BRIEF 1: In the listing, rewrite every line starting with the line with "Where can you find the green spiky" and going on through the line with "point(496, 157)", including the request lines. Raise both coordinates of each marked point by 88, and leave the request wording and its sample points unchanged.

EXCERPTED TEXT:

···

The Australian Science Fiction Foundation (ASFF) launched this major new award at Aussiecon 4, the 68th World Science Fiction Convention held in Melbourne on 2–6 September 2010.
The Award will not necessarily be given annually, and a selection will only be made if there is a work that meets an appropriate standard of excellence.
Norma K Hemming Award fail
The shortlisted works for 2014 are here. I’m not saying these works aren’t worthy; I am saying a very important novel has been overlooked.
Jo Spurrier, an author with experience of disability, wrote a book, Black Sun Light My Way, sequel to Winter Be My Shield. I interviewed Jo about her first novel; we discussed the sociological groups in her trilogy and disability.
Winter Be My Shield was shortlisted for the Norma K Hemming Award in 2013; it didn’t win because that year the award was given to Kate Forsyth for Bitter Greens and Margo Lanagan for Sea Hearts.
Both of the winning books are worthy novels but neither should have pipped Winter for the prize. Both winning authors are highly respected; Kate working towards her PhD and Margo dubbed “Queen of Fantasy” for all her awards, but neither novel incorporated ALL the issues upon which this award allegedly focuses: race, gender, sexuality, class and disability. Winter Be My Shield incorporated ALL THE THINGS. These are
- race: races at war and people who are racially prejudiced
- gender: women subjugated in a patriarchal society and women living in an egalitarian polygamous society (based on a real Siberian tribe, people!)
- sexuality: gay people (although admittedly minor characters they do not fall into the ‘comedic camp’ trope) and, of course, polygamous and monogamous people.

···

RECORD EXCERPTS:
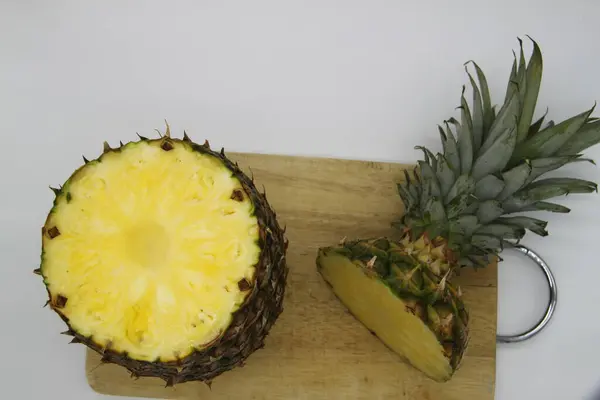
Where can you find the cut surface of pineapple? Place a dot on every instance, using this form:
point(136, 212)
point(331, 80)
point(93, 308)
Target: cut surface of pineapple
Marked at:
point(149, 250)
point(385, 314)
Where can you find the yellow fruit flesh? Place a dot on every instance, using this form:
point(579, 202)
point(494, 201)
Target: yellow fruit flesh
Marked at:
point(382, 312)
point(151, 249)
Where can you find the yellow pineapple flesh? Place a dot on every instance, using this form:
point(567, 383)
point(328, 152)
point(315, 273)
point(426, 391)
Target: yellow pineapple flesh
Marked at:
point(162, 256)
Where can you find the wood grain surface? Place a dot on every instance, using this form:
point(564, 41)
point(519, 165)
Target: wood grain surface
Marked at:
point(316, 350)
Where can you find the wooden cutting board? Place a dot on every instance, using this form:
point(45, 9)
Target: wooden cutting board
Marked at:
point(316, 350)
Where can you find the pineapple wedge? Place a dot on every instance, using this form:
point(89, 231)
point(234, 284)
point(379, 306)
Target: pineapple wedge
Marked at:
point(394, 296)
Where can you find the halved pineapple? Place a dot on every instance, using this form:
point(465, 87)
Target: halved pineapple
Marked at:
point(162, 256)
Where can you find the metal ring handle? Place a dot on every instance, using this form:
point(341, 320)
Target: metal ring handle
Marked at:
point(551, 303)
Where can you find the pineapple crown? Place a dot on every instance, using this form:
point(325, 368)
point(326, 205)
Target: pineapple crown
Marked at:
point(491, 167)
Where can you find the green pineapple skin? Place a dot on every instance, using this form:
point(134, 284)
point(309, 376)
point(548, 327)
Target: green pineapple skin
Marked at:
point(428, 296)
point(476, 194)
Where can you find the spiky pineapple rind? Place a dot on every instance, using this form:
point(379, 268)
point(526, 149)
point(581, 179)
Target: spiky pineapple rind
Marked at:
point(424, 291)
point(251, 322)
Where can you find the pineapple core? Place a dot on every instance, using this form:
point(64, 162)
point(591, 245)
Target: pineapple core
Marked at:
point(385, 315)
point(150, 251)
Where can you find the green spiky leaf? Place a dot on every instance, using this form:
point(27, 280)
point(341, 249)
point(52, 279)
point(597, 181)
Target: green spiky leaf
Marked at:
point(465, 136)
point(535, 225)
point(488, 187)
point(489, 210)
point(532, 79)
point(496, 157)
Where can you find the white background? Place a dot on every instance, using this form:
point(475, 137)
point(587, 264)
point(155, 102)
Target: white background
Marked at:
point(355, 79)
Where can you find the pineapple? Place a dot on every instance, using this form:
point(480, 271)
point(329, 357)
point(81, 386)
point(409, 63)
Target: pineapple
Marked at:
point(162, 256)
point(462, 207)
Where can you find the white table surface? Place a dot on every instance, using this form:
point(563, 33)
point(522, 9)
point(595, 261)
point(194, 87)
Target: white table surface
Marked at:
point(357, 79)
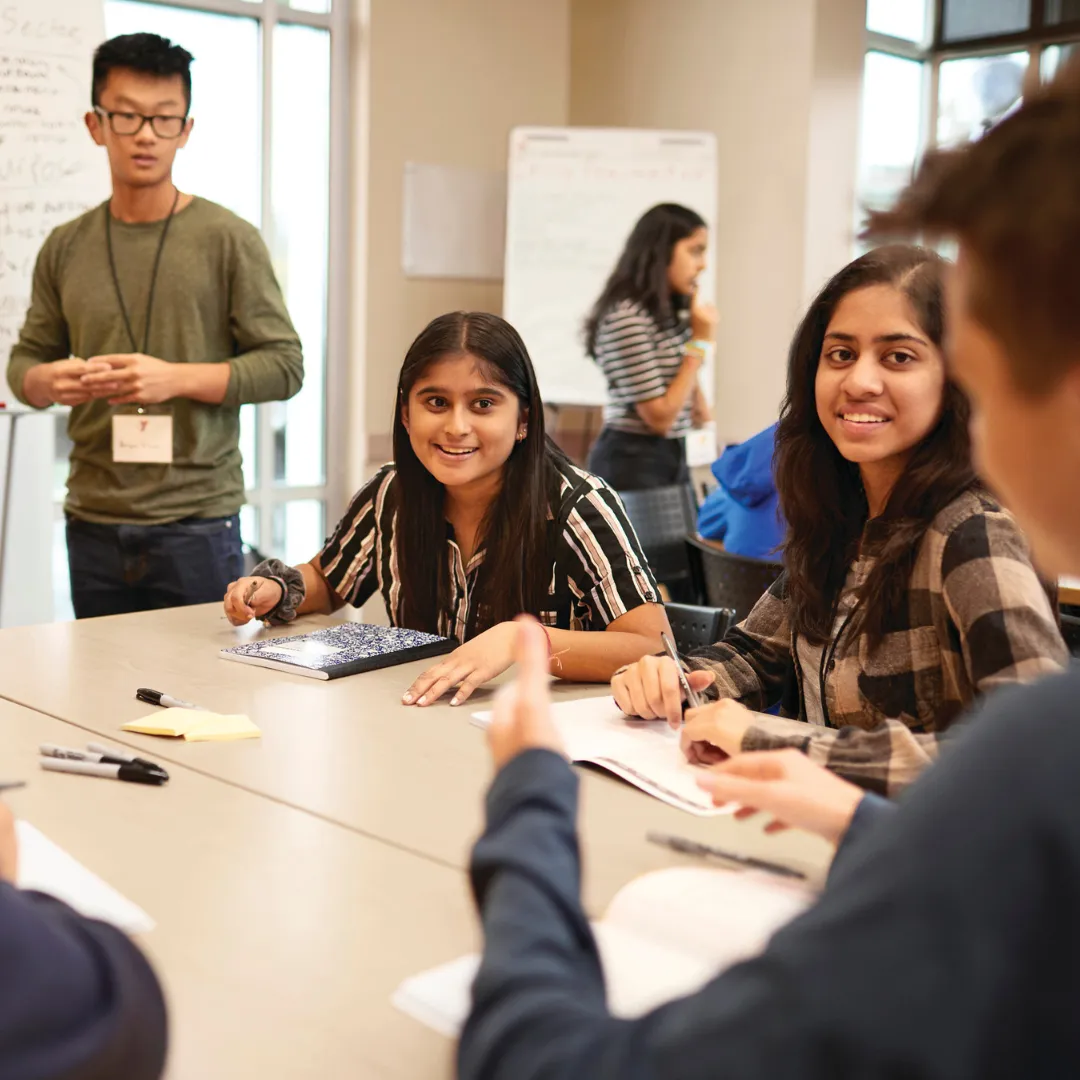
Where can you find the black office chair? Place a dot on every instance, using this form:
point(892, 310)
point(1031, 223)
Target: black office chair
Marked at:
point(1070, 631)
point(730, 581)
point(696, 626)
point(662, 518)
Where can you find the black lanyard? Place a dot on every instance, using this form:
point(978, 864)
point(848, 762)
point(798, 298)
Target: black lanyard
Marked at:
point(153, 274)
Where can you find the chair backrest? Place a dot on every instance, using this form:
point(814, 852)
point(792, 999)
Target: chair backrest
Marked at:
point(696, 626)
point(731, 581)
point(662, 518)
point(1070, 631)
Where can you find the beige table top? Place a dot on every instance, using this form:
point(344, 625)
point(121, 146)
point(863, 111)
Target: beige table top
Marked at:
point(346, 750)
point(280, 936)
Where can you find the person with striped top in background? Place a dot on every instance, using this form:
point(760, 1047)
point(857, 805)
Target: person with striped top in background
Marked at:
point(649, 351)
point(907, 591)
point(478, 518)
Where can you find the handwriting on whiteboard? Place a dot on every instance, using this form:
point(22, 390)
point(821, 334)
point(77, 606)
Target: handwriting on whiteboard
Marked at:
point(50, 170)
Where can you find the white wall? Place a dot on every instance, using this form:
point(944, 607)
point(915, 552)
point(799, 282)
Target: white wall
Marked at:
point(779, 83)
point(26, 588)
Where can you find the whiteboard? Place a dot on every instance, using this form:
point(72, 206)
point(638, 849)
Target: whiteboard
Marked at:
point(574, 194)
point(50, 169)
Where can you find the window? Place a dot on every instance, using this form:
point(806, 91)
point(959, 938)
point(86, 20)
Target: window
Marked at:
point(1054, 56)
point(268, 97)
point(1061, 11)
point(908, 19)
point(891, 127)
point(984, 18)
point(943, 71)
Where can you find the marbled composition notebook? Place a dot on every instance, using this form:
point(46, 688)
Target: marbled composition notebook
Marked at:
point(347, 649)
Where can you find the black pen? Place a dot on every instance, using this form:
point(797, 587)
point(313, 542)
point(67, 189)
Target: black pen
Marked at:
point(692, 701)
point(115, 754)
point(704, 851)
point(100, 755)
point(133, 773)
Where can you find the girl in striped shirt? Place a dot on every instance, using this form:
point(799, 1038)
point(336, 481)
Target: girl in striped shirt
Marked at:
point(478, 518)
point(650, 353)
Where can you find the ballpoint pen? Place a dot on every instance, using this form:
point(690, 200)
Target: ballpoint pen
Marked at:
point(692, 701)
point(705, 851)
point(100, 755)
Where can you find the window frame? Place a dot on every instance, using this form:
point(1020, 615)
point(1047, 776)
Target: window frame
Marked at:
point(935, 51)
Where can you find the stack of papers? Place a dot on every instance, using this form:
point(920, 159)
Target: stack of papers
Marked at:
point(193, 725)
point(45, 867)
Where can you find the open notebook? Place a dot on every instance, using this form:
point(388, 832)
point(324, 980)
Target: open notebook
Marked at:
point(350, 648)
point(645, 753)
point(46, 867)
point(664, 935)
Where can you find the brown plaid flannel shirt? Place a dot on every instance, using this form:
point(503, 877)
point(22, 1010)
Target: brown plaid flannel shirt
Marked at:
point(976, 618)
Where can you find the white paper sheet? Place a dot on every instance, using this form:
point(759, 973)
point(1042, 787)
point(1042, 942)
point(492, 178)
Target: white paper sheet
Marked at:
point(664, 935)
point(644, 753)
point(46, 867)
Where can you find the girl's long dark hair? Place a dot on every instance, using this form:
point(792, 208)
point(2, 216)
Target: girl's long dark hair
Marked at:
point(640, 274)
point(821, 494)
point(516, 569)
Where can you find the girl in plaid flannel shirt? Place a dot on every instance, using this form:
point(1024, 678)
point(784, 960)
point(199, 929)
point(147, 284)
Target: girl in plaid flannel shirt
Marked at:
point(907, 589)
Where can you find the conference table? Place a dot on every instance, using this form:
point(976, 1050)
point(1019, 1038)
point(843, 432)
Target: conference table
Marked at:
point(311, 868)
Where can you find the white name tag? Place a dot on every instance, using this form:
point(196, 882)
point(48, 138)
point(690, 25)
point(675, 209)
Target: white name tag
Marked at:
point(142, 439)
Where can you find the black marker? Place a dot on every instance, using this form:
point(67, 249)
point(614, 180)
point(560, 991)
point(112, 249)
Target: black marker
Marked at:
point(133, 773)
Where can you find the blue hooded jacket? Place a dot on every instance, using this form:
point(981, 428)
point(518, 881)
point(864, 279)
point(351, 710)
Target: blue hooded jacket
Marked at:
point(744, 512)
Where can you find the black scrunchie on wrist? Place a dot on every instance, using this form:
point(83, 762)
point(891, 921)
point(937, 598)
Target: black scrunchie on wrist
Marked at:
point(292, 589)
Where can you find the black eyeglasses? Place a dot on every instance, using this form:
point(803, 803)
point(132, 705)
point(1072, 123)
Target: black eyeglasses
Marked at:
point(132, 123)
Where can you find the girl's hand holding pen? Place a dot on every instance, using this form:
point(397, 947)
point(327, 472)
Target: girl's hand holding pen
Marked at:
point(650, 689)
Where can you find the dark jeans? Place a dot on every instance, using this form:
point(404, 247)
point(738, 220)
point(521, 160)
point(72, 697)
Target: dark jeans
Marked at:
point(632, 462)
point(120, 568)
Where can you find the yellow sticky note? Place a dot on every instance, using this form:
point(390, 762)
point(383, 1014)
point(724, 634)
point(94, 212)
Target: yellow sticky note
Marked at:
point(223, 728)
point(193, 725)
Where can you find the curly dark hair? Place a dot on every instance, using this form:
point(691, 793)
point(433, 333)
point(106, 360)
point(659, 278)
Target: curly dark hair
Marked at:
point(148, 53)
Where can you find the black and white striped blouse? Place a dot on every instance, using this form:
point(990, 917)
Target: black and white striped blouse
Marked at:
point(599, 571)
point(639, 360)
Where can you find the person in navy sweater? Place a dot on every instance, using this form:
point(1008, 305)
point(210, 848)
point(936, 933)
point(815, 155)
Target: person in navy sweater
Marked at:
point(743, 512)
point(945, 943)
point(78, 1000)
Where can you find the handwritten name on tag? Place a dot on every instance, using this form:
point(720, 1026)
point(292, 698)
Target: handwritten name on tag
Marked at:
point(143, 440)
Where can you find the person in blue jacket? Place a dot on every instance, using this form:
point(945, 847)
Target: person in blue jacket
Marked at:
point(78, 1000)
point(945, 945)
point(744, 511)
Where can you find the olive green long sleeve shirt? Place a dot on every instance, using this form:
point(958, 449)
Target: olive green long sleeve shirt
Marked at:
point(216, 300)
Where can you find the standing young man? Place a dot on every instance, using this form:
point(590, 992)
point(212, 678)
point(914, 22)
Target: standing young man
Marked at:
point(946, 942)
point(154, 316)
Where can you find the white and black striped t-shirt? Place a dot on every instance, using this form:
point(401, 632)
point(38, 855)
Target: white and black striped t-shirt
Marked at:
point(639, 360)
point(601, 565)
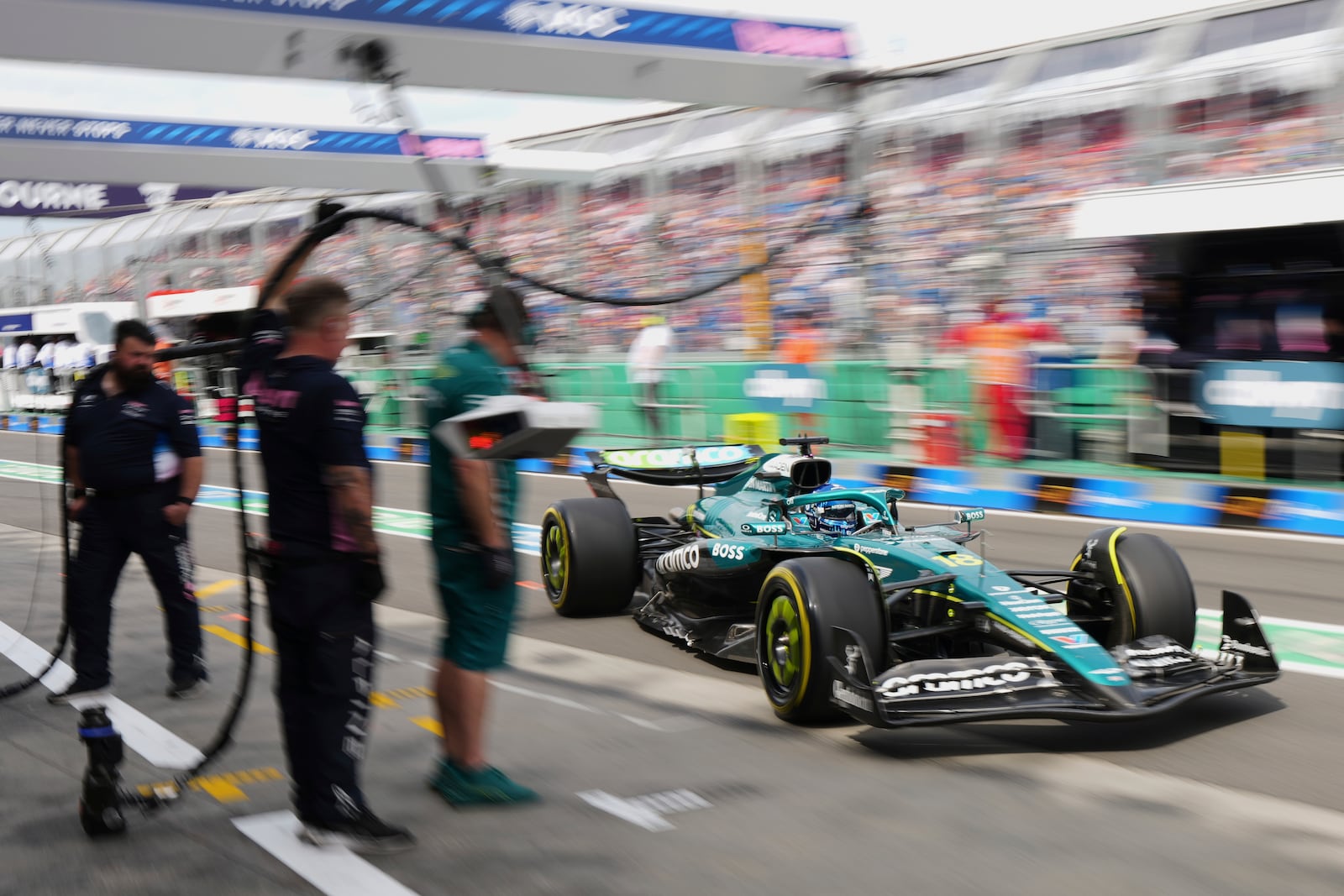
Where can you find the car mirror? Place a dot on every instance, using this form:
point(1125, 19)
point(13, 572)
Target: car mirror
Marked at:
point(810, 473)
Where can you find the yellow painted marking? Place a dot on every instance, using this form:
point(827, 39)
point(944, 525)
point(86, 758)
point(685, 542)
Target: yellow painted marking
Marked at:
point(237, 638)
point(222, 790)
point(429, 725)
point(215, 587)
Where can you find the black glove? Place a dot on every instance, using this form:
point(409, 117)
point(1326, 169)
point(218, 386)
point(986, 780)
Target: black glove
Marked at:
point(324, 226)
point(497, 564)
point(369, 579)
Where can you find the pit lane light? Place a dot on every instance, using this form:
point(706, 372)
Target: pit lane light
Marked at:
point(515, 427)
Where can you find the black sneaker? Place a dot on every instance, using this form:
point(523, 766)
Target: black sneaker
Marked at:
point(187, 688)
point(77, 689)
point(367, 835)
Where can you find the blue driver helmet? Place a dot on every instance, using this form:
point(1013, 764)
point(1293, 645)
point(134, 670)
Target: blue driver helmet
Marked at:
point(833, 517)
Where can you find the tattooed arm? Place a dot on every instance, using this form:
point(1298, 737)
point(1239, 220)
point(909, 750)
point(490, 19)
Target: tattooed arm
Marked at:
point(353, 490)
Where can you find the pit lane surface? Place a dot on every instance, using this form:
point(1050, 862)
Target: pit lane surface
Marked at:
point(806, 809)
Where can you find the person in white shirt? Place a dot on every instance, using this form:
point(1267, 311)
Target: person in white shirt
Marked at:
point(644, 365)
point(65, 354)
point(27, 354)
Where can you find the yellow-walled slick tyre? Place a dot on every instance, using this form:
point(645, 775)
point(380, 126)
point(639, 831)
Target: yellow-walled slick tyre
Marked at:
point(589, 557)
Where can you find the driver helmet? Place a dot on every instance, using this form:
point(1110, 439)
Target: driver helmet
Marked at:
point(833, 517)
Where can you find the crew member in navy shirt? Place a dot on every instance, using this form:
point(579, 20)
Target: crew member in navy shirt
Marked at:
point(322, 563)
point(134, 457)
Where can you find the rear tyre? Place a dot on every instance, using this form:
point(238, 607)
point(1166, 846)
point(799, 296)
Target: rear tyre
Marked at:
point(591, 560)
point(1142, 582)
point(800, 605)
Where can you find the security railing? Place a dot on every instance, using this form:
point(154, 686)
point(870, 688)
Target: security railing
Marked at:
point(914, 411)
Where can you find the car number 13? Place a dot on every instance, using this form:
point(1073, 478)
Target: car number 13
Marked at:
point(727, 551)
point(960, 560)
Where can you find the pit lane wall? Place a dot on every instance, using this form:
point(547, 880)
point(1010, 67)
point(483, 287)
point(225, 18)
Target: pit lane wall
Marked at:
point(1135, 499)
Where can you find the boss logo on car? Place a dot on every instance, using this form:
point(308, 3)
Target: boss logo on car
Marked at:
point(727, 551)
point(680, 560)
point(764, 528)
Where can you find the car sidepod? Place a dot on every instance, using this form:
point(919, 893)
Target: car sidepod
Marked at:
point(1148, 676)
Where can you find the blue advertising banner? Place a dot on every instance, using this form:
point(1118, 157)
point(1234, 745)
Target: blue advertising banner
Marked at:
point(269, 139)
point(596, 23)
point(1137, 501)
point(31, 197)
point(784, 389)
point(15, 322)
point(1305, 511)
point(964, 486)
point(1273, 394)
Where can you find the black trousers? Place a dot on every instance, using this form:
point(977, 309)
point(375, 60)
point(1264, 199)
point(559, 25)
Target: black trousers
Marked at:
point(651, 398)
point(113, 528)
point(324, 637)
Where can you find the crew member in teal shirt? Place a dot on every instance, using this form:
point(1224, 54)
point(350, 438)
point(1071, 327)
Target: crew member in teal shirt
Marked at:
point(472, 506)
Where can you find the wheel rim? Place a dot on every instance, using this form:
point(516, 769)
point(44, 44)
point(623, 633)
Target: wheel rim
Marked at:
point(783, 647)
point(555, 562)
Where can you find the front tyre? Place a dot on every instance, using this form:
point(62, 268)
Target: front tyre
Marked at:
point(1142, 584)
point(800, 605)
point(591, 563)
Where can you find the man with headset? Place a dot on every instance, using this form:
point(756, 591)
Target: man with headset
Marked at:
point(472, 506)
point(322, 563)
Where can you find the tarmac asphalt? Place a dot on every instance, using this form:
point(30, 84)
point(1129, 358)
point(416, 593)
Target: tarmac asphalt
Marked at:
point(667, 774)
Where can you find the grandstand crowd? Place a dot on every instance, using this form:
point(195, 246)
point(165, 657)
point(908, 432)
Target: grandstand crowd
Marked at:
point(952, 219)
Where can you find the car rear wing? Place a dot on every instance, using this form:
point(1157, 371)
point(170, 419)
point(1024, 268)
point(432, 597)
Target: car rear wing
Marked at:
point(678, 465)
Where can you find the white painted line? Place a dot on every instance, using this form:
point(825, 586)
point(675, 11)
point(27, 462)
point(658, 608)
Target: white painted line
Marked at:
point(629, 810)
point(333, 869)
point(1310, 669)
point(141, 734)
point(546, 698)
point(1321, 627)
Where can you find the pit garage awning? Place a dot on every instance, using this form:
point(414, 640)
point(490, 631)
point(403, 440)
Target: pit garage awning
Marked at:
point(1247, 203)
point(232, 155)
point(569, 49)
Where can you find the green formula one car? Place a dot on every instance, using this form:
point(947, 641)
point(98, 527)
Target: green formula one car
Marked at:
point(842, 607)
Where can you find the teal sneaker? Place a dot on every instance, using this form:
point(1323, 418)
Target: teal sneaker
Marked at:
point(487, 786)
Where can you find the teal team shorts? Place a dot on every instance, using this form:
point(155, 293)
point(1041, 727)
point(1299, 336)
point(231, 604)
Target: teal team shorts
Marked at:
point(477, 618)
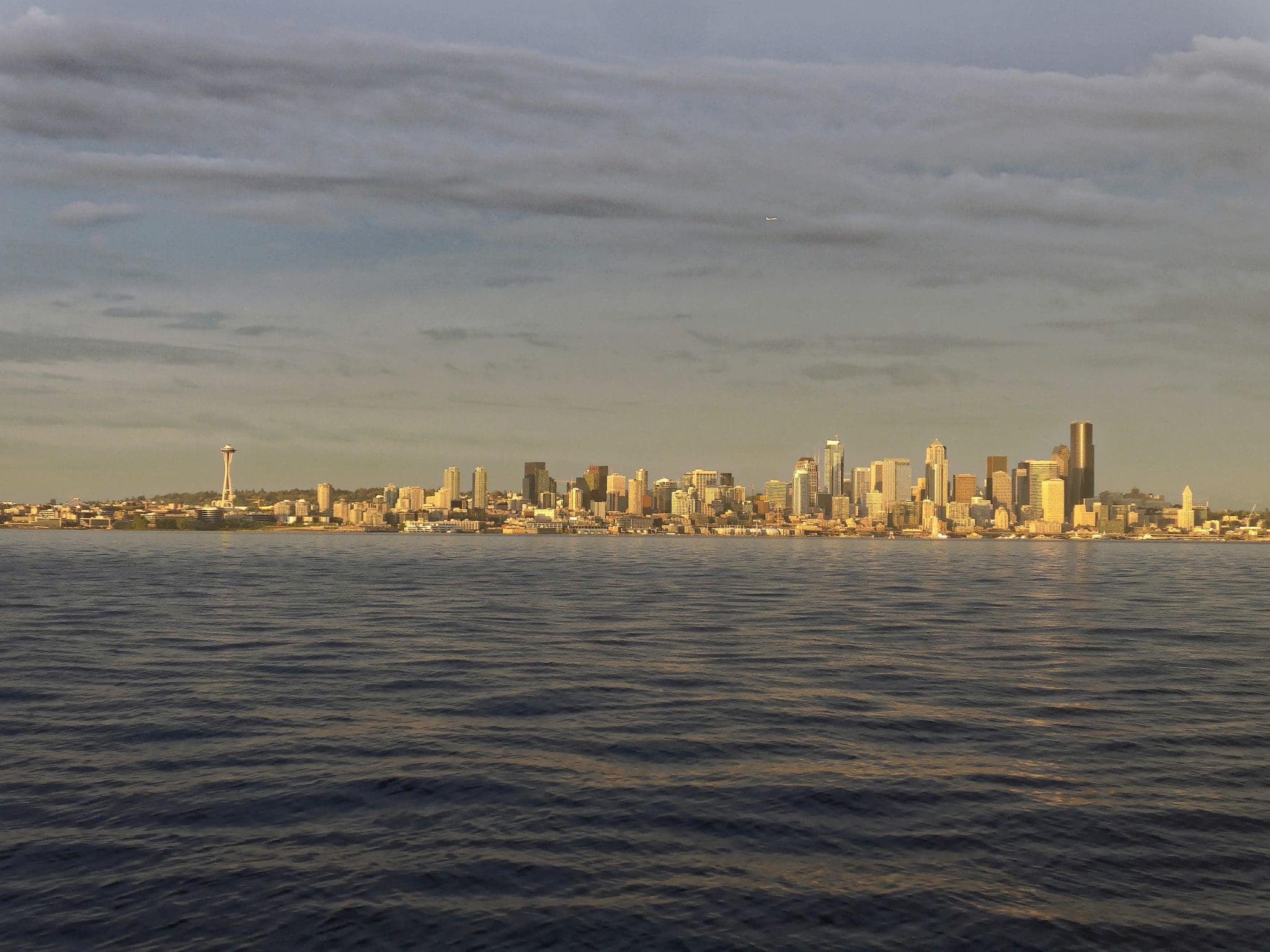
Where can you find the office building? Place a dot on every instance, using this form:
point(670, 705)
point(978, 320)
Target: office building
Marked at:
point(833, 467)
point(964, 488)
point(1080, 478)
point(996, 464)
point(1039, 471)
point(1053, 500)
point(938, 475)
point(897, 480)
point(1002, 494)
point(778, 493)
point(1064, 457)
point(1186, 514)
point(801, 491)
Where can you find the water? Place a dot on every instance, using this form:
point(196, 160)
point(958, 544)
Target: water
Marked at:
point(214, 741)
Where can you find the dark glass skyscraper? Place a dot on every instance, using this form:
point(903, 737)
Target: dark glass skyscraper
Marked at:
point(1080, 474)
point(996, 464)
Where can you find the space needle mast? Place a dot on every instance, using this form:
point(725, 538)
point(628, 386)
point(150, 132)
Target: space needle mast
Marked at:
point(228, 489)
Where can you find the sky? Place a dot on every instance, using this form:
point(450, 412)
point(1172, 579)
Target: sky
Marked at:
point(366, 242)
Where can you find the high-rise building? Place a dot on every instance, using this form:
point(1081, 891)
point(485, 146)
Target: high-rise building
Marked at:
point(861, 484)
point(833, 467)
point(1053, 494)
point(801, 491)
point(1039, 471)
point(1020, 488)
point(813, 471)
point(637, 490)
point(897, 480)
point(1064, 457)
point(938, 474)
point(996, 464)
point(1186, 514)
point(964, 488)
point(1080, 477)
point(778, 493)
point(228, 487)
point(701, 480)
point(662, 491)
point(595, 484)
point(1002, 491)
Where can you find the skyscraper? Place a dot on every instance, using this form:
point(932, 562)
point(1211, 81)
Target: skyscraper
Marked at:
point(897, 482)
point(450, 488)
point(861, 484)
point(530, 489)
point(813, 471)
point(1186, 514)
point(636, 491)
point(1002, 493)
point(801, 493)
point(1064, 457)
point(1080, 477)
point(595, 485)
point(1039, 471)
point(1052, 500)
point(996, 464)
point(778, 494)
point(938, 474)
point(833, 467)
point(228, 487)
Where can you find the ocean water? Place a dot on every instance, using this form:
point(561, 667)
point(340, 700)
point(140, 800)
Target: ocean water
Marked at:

···

BRIEF 2: From the text about the Norma K Hemming Award, write down the passage starting with "The Award will" and going on through "has been overlooked.", word for word.

WORKED ANSWER 1:
Where can you find the green spiky leaf? Place a dot on every instance, using this form:
point(27, 280)
point(341, 249)
point(52, 279)
point(597, 181)
Target: green spiky leaf
Marked at:
point(553, 224)
point(623, 313)
point(576, 275)
point(577, 298)
point(620, 167)
point(584, 245)

WORKED ANSWER 2:
The Award will not necessarily be given annually, and a selection will only be made if there is a work that meets an appropriate standard of excellence.
Norma K Hemming Award fail
The shortlisted works for 2014 are here. I’m not saying these works aren’t worthy; I am saying a very important novel has been overlooked.